ZU LÖSENDE AUFGABE:
In welchen Fällen ist laut dem ersten Forumsbeitrag über brechende Angelruten dem Verfasser selbst schon eine Rute kaputtgegangen?

# Was halten Angelruten aus - im Drill gebrochen?



## Thomas9904 (23. Januar 2017)

Vorabveröffentlichung Mag Februar

*Was halten Angelruten aus - im Drill gebrochen?​*
Da denkt man eigentlich, das heutige Gerät hält viel aus, kann mit fast allem um und sieht dann so ein Video:
[youtube1]BStkvFYVwPU[/youtube1]

https://www.youtube.com/watch?v=BStkvFYVwPU

Hats euch auch schon mal so eine Rute zerbröselt beim Angeln?

Ich kenn das nur bei mir, wenn ich mich bei Hängern zu doof angestellt hatte.

Aber so wie es dem Kollegen da im Drill die Rute wegknackt, das ist mir noch nie passiert. 

Hat ers einfach übertrieben oder harte die Rute vorher schon nen "Schlag weg"?

Und sorry für die nervige Musik - ist halt kein Video von uns ;-)

Thomas Finkbeiner


----------



## Thomas9904 (23. Januar 2017)

*AW: Was halten Angelruten aus - im Drill gebrochen?*

Und das ist ja erkennbar kein 3er-Fliegenrütchen....


----------



## Franky (23. Januar 2017)

DATENAUSZUG:
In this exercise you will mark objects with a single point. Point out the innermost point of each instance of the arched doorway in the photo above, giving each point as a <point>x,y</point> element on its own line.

ERGEBNIS:
Nur wenn er sich bei Hängern zu ungeschickt angestellt hatte.